== Fragmento del documento ==

Si resulta elegida, Clinton tratará seguramente de triangular, manteniendo el acuerdo nuclear mientras explora las opciones para contrarrestar las ambiciones regionales del régimen clerical. Esta exploración llevará de nuevo al callejón sin salida: cualquier oposición seria a Irán incluirá inevitablemente sanciones que pondrán en peligro el acuerdo. No es improbable que Clinton y Sullivan no pensaran a fondo sobre los resultados tácticos y estratégicos de limitar el acuerdo, en parte porque quizá compartan el deseo general de Obama de reducir la presencia militar de EEUU en el mundo musulmán.
A Clinton la prueba le llegará seguramente en Siria e Irak, donde de nuevo hay destinados unos 5.000 soldados estadounidenses. La arrogancia iraní siempre florece allí donde otros son débiles. Sin duda, Clinton se ha dado cuenta de que el acuerdo nuclear no ha ayudado a estabilizar Oriente Medio. Asumiendo que el presidente Obama encuentre una manera legal de permitir a la República Islámica utilizar indirectamente instituciones estadounidenses para hacer transacciones de mayor envergadura en dólares, Clinton tendrá la ocasión de ver cómo crece rápidamente la arrogancia de los mulás. Cuanto más dinero tenga el régimen, más problemas causará.

===

== Tareas a realizar ==
A – Según el fragmento sobre Clinton e Irán, ¿por qué explorar opciones para contrarrestar las ambiciones regionales del régimen clerical llevará de nuevo al "callejón sin salida"? Responde en una a tres oraciones.
B – Prosigue el fragmento sobre Clinton e Irán a partir de su última oración.

== Extracto de filas ==

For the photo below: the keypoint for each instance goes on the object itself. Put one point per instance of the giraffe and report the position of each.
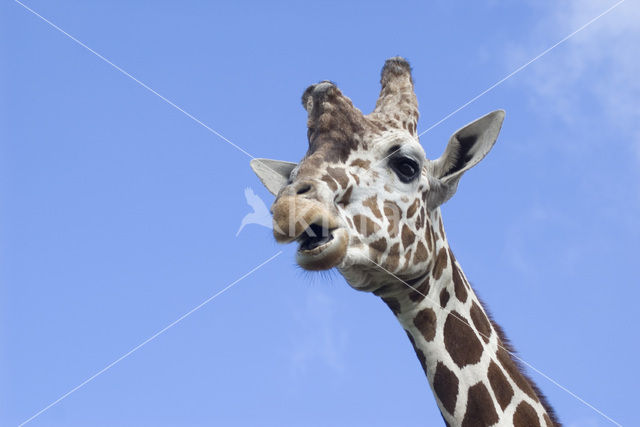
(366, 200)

===
== Extracto de filas ==

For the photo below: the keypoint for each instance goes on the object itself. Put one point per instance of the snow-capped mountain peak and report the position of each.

===

== Resultados ==
A – Porque cualquier oposición seria a Irán incluirá inevitablemente sanciones, y esas sanciones pondrán en peligro el acuerdo nuclear que Clinton trataría de mantener.

B –
Hay una carrera en marcha: ¿se evaporará la voluntad que le quede a Estados Unidos de intervenir contra un régimen clerical que renace, que incluso está luchando abiertamente por desarrollar sus aspiraciones nucleares, antes de que los mulás vayan demasiado lejos, sea sobre el terreno en Siria o Irak o en su desprecio por la vigilancia occidental de su programa nuclear y de misiles balísticos? Washington atraviesa ahora un periodo enconado de “aislacionismo bipartidista”, por utilizar la expresión de Ray Takeyh, del Council on Foreign Relations. La etiqueta de aislacionista irrita tanto a demócratas como a republicanos; pero lo son, casi con el mismo vigor, al huir de Oriente Medio y ser ambivalentes con otros compromisos.
Hillary Clinton no es una neoconservadora, pero no se siente incómoda con el poder estadounidense. A diferencia de Obama, no es del género arrepentido. Fueran las que fuesen sus opiniones en la época de Vietnam, ahora no ve la Guerra Fría con ambivalencia. Está segura de que optó por el lado correcto en esa lucha, incluso en el Tercer Mundo, donde Obama y muchos en la izquierda tienen serias dudas. Pese a cualquier devaneo que haya tenido con Irán, es muy probable que siga el camino de los franceses.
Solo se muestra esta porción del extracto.